**Supplied records**
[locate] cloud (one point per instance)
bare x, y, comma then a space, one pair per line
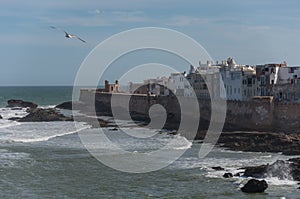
181, 20
97, 11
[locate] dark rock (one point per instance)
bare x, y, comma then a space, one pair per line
280, 169
44, 115
256, 171
20, 103
218, 168
65, 105
227, 175
14, 118
295, 168
261, 142
255, 186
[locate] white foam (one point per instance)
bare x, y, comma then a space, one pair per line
39, 131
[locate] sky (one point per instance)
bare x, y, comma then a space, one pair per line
32, 53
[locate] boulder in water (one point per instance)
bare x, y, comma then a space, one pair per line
218, 168
44, 115
20, 103
227, 175
65, 105
255, 186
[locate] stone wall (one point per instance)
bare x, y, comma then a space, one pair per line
262, 114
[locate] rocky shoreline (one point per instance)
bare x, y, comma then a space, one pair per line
287, 144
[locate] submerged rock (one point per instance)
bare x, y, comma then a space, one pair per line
218, 168
20, 103
280, 169
44, 115
227, 175
65, 105
255, 186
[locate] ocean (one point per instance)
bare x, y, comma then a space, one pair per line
49, 160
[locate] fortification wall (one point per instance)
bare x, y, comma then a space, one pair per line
262, 114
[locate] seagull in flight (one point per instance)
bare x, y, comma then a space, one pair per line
68, 35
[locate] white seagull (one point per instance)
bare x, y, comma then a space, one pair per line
68, 35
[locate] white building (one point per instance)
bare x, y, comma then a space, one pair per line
179, 85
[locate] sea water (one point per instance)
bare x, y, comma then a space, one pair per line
48, 160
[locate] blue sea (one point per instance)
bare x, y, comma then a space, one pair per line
49, 160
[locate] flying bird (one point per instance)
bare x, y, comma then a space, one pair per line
68, 35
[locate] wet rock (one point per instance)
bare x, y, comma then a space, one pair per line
14, 118
295, 168
218, 168
261, 142
280, 169
227, 175
65, 105
256, 171
255, 186
20, 103
44, 115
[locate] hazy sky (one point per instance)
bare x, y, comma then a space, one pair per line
252, 31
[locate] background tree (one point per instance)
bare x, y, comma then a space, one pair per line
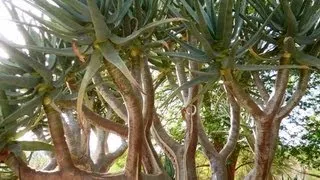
101, 66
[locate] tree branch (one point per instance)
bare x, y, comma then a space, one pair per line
242, 97
234, 128
297, 95
262, 90
62, 152
108, 96
275, 101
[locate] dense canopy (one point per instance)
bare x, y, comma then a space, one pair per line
194, 89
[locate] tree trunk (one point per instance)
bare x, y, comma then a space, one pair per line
219, 169
231, 163
265, 148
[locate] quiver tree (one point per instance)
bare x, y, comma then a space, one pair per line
101, 62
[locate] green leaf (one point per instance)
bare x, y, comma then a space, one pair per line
101, 29
225, 20
27, 108
202, 58
256, 37
290, 19
204, 22
123, 11
112, 56
19, 82
240, 7
254, 67
22, 59
92, 68
307, 59
126, 40
204, 42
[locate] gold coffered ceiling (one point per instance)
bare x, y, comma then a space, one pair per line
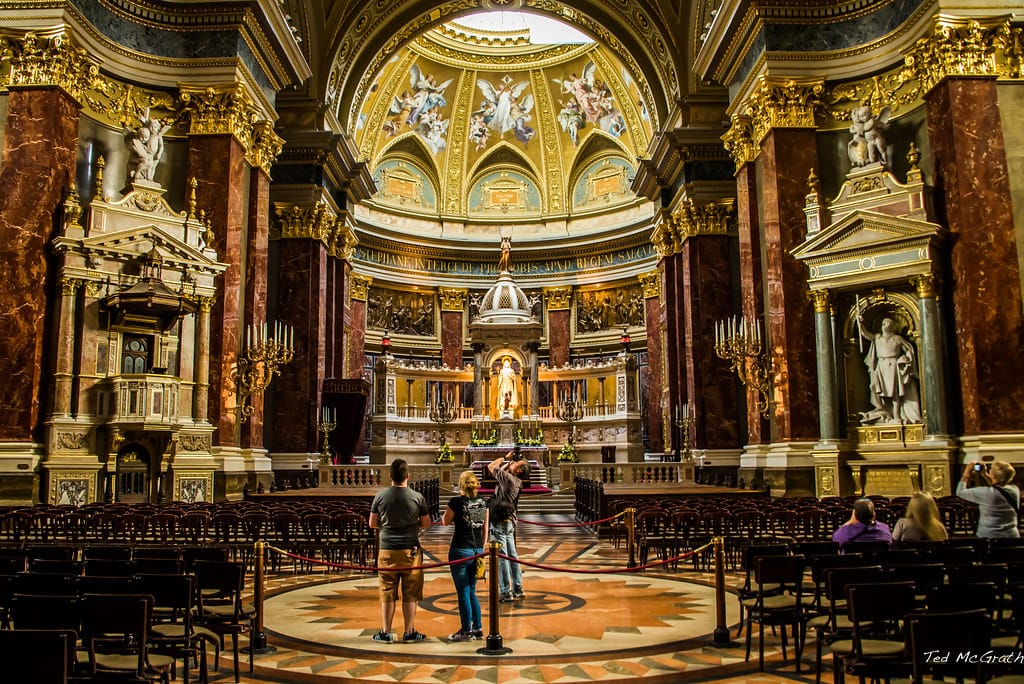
478, 125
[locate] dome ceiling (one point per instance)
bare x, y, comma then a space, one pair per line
481, 125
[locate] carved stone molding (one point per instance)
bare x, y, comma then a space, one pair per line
47, 60
558, 299
650, 284
358, 287
452, 299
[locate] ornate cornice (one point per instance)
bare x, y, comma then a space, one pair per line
358, 287
452, 299
47, 59
650, 284
222, 110
965, 47
558, 299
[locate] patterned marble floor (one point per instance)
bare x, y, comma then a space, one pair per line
621, 627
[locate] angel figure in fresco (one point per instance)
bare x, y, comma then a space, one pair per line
507, 101
867, 144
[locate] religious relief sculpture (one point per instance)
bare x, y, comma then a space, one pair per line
867, 144
892, 377
610, 308
145, 147
406, 313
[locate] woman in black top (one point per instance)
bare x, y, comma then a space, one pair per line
469, 513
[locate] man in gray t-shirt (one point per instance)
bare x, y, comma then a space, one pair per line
399, 513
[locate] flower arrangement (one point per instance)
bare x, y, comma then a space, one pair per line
529, 441
443, 454
567, 454
475, 440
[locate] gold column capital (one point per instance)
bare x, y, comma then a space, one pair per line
965, 47
265, 147
821, 300
738, 140
650, 284
358, 287
48, 59
452, 299
558, 299
926, 285
220, 110
785, 103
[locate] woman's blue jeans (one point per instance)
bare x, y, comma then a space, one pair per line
464, 575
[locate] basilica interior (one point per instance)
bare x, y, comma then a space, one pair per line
271, 246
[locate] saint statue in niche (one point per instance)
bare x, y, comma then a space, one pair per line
893, 377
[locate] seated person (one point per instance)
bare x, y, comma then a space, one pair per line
862, 526
923, 522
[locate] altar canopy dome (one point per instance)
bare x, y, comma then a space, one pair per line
480, 122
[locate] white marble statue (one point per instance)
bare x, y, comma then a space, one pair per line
867, 144
893, 378
145, 147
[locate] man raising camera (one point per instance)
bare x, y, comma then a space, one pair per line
509, 472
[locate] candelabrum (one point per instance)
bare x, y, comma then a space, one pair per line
260, 359
326, 424
740, 344
569, 411
683, 421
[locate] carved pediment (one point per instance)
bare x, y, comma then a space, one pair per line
865, 247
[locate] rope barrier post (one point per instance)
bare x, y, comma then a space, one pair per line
258, 642
721, 639
631, 536
495, 644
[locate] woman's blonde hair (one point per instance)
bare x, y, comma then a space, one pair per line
1001, 472
925, 512
468, 484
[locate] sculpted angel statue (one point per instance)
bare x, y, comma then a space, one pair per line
145, 147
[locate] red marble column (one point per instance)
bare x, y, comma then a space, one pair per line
655, 378
38, 164
218, 163
558, 337
966, 133
751, 281
257, 239
452, 339
301, 284
711, 388
786, 157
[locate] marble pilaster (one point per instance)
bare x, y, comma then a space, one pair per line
218, 163
785, 157
38, 164
257, 238
965, 130
302, 282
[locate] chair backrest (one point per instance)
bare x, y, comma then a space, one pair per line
117, 623
40, 656
936, 639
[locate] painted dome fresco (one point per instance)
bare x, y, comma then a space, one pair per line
476, 122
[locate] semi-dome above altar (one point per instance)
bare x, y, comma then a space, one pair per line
480, 124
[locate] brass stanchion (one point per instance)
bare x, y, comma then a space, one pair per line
495, 644
258, 642
721, 631
631, 536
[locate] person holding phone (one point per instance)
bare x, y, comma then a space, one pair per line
998, 500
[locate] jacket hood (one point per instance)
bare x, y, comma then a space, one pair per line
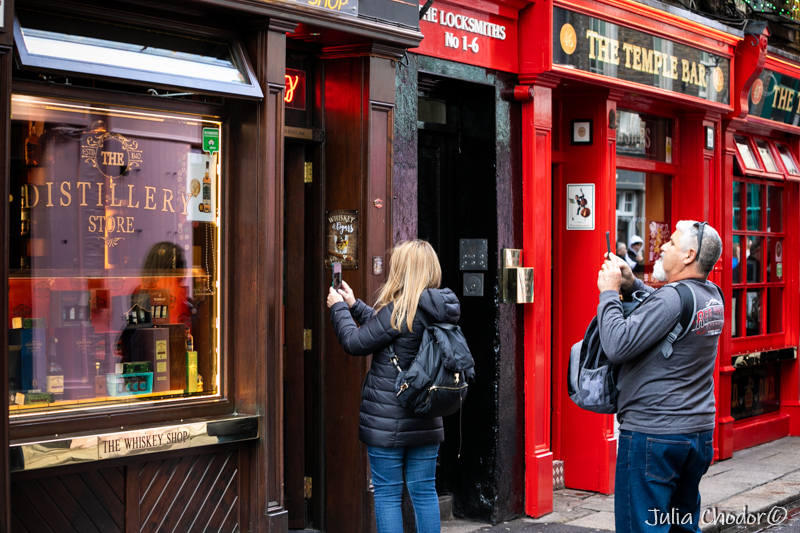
441, 305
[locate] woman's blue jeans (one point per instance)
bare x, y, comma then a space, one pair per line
658, 479
419, 465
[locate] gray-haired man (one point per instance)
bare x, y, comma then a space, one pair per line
666, 411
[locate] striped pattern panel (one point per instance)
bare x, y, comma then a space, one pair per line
187, 494
88, 502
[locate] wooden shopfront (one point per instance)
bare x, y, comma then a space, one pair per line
148, 361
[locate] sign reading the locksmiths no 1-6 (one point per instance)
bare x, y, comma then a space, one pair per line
469, 36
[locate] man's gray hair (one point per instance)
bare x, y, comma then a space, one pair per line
712, 244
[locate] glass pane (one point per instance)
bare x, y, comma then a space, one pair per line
774, 259
775, 310
787, 158
745, 153
113, 280
774, 209
737, 205
766, 155
754, 194
753, 313
736, 313
644, 136
736, 252
755, 246
642, 220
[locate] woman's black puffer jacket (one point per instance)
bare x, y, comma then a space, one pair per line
383, 421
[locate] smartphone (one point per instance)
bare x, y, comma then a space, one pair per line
336, 275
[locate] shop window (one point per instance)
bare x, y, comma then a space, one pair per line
216, 66
113, 289
644, 136
643, 222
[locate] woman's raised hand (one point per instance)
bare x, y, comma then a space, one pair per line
347, 294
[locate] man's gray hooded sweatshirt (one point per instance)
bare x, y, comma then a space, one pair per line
672, 395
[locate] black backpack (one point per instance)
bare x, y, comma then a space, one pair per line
436, 383
594, 382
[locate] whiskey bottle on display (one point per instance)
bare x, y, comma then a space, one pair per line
55, 374
31, 145
206, 192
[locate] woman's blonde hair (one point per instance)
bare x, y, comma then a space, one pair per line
414, 268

**What to work on**
In the records above, return only the line that contains "[locate] woman's black" and every line after it through the last, exactly as they appear.

**Task output**
[locate] woman's black puffer jacket (one point per instance)
bare x, y, comma then a space, one pair per line
383, 421
[locate] smartphone (one point per instance)
bare x, y, comma then a space, one pair per line
336, 275
[locate] shop window (one point per instance)
bare x, y, comma then a space, one pair per line
216, 66
113, 289
644, 136
643, 222
[locate] woman's raised hand (one point per instance)
bare x, y, comma then a space, one pair per line
347, 294
[locate] man's gray hooded sweatshirt (one point per instance)
bare x, y, comma then a space, one pair per line
672, 395
[locate] black backpack (one point per instance)
bare x, y, comma then a space, one pair per line
436, 383
594, 382
[locate] whiskey bottle on display (one point per instance)
bare x, y, comma then a space, one pair per line
55, 374
31, 145
206, 192
[locate] woman's blonde hair (one point per instance)
bare x, y, comma then a space, one pair per line
414, 268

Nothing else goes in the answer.